[Begin Extract to read]

User Guide
This guide walks through the normal TutuTrainer desktop workflow: installing the app, preparing a dataset, choosing a base model, starting LoRA training, monitoring progress, and using the finished model.
Official website: https://zhaotutu.xyz
Contents
- Install and First Launch
- Quick Start
- Hardware and Model Guidance
- Interface Overview
- Training Dashboard
- Dataset Management
- Base Model Management
- FAQ
- Practical Tips
- Appendix
Install and First Launch
Download the latest Windows installer from the official website:
https://zhaotutu.xyz
Use the official website or clearly announced official channels only. Avoid repackaged installers, modified scripts, and marketplace resales.
Install
- Download the latest TutuTrainer installer.
- Run the installer.
- If Windows asks for WebView2 Runtime, install it.
- If Windows reports missing runtime DLL files, install the Microsoft Visual C++ Redistributable.
- Launch TutuTrainer after installation finishes.
First Launch
- Double-click the TutuTrainer shortcut or
TutuTrainer.exe. - Wait for the interface to load. First launch can take 30 to 60 seconds.
- Check the resource monitor area to confirm that your NVIDIA GPU is visible.
- Configure paths before starting the first training run.
Quick Start
Use this section to run a first LoRA training job. Detailed explanations for each page are covered later in the guide.
Step 1: Configure Paths
- Open the training dashboard.
- Click the path settings button in the lower-right area of the dashboard.
- Configure the dataset folder, model folder, and training output folder.
- Save the path settings.

Step 2: Prepare a Dataset
Most users start with a prepared dataset. You can use either method:
Method A: Use an existing dataset folder
- Open the dataset folder configured in path settings.
- Copy or move your prepared dataset folder into that dataset folder.
- Keep one folder per dataset.
- Make sure the images and matching
.txtcaptions are inside that dataset folder. - Return to TutuTrainer, open Dataset Management, and click refresh if the dataset does not appear.
Method B: Create a dataset in TutuTrainer
- Open Dataset Management from the top navigation.
- Create a new dataset with a clear name.
- Enter the dataset detail page.
- Add image files to the dataset.

[End Extract to read]
[Begin Data entries]

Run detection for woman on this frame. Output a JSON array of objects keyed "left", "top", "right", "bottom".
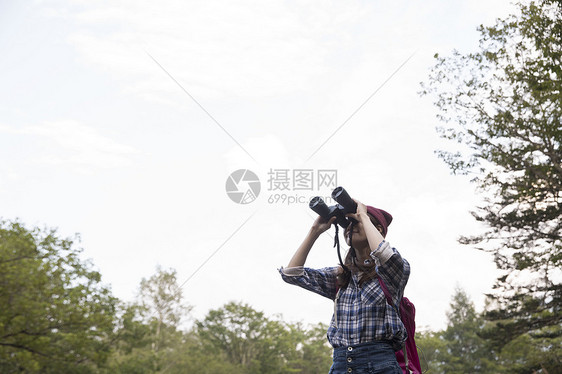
[{"left": 279, "top": 201, "right": 410, "bottom": 374}]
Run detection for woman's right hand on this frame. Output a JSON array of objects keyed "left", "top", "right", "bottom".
[{"left": 311, "top": 216, "right": 336, "bottom": 235}]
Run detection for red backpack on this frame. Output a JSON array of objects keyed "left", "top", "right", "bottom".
[{"left": 378, "top": 277, "right": 422, "bottom": 374}]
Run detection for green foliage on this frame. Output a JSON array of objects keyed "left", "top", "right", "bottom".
[
  {"left": 424, "top": 1, "right": 562, "bottom": 372},
  {"left": 197, "top": 302, "right": 331, "bottom": 374},
  {"left": 0, "top": 221, "right": 116, "bottom": 373}
]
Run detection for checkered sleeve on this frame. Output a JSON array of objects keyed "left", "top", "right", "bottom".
[
  {"left": 279, "top": 266, "right": 338, "bottom": 300},
  {"left": 374, "top": 241, "right": 410, "bottom": 304}
]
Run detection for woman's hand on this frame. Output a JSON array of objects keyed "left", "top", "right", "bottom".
[
  {"left": 345, "top": 199, "right": 367, "bottom": 221},
  {"left": 311, "top": 216, "right": 336, "bottom": 235}
]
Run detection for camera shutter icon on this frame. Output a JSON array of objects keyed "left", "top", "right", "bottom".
[{"left": 226, "top": 169, "right": 261, "bottom": 204}]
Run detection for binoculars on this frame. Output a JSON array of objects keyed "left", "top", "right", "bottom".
[{"left": 308, "top": 187, "right": 357, "bottom": 229}]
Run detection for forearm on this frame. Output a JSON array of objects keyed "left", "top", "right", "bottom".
[{"left": 287, "top": 228, "right": 320, "bottom": 268}]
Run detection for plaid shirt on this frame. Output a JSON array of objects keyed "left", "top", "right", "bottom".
[{"left": 279, "top": 241, "right": 410, "bottom": 350}]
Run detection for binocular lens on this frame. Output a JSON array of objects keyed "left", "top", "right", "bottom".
[{"left": 308, "top": 196, "right": 330, "bottom": 219}]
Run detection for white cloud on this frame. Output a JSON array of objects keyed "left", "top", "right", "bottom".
[{"left": 0, "top": 120, "right": 138, "bottom": 173}]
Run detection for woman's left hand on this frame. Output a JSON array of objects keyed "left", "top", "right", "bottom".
[{"left": 346, "top": 199, "right": 367, "bottom": 221}]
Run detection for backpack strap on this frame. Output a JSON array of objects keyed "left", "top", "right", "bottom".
[{"left": 377, "top": 274, "right": 411, "bottom": 373}]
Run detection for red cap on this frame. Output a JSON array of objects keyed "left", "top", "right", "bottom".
[{"left": 367, "top": 205, "right": 392, "bottom": 237}]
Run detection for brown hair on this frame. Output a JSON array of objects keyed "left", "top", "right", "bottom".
[{"left": 337, "top": 213, "right": 383, "bottom": 289}]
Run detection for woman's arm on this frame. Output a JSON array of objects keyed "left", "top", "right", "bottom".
[{"left": 287, "top": 216, "right": 336, "bottom": 268}]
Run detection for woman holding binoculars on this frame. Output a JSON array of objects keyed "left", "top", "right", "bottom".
[{"left": 279, "top": 191, "right": 410, "bottom": 374}]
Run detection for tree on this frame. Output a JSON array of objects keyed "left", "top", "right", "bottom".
[
  {"left": 0, "top": 221, "right": 116, "bottom": 373},
  {"left": 196, "top": 302, "right": 331, "bottom": 374},
  {"left": 423, "top": 0, "right": 562, "bottom": 372},
  {"left": 442, "top": 288, "right": 498, "bottom": 374},
  {"left": 111, "top": 266, "right": 197, "bottom": 374}
]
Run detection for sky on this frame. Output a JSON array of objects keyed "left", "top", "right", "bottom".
[{"left": 0, "top": 0, "right": 514, "bottom": 330}]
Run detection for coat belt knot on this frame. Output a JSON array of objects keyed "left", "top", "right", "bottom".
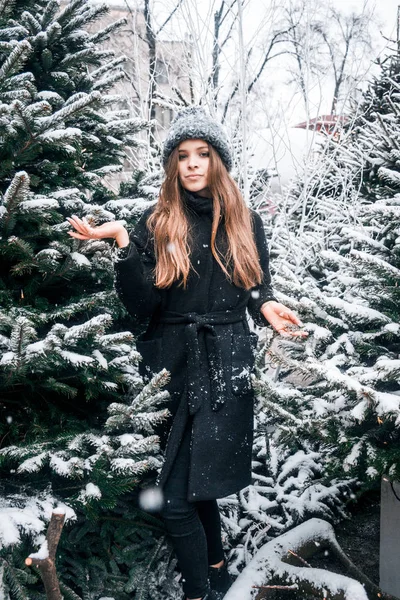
[{"left": 160, "top": 310, "right": 246, "bottom": 415}]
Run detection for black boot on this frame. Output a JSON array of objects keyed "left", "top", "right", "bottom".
[
  {"left": 208, "top": 560, "right": 233, "bottom": 597},
  {"left": 183, "top": 588, "right": 224, "bottom": 600}
]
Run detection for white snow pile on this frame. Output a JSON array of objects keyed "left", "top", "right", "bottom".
[{"left": 224, "top": 519, "right": 368, "bottom": 600}]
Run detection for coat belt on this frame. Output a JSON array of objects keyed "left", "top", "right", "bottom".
[{"left": 158, "top": 309, "right": 247, "bottom": 415}]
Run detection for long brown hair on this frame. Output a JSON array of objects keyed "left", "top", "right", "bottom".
[{"left": 147, "top": 144, "right": 262, "bottom": 290}]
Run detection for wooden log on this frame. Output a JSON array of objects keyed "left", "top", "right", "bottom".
[{"left": 25, "top": 512, "right": 65, "bottom": 600}]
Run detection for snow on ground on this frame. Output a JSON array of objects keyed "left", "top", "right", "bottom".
[{"left": 224, "top": 519, "right": 368, "bottom": 600}]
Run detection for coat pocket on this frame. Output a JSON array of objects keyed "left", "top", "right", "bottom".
[
  {"left": 232, "top": 332, "right": 258, "bottom": 395},
  {"left": 136, "top": 338, "right": 162, "bottom": 380}
]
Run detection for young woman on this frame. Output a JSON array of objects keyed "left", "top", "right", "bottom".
[{"left": 69, "top": 107, "right": 303, "bottom": 600}]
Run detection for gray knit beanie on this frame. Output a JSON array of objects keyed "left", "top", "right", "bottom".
[{"left": 162, "top": 106, "right": 232, "bottom": 171}]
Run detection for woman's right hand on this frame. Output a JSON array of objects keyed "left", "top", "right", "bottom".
[{"left": 67, "top": 215, "right": 129, "bottom": 248}]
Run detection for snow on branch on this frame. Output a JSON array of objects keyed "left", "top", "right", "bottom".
[{"left": 224, "top": 519, "right": 388, "bottom": 600}]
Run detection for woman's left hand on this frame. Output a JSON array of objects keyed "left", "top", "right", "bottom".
[{"left": 261, "top": 300, "right": 308, "bottom": 337}]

[End Data entries]

# [Problems to solve]
1: Rewrite the paragraph in the TutuTrainer guide that begins "Use the official website or clearly announced official channels only" as a short list that keeps its main points.
2: Take the TutuTrainer guide further, starting right after its final sentence, "Add image files to the dataset."
The data records above are separate material and are not part of the TutuTrainer guide.

# [Set of answers]
1:
- Obtain TutuTrainer only from the official website or clearly announced official channels.
- Avoid repackaged installers.
- Avoid modified scripts.
- Avoid marketplace resales.

2:
- Write or import captions for the images.

Each training image should have a matching .txt caption file. For batch captioning, use Tutu Super Smart Tagger to generate and review captions before training.
Step 3: Configure and Start Training
- Return to the Training Dashboard.
- Choose the training type.
- Choose the model architecture.
- Choose the model source: automatic download, local model, or custom model.
- Select the target dataset from the dataset dropdown.
- Optionally configure sample prompts.
- Click the start training button.
TutuTrainer calculates recommended training settings automatically based on the selected model, dataset, and available hardware. Normal users do not need to manually tune advanced parameters for a first run.
Step 4: Review Results
During training, watch job progress, resource usage, samples, and logs.




When the run is complete:
- Open the model output area.
- Review the generated
.safetensorsfiles. - Check the sample images and logs.
- Test several checkpoints in your target generation workflow.
The final checkpoint is not always the best checkpoint. Keep multiple checkpoints and choose the one that performs best for your target prompts.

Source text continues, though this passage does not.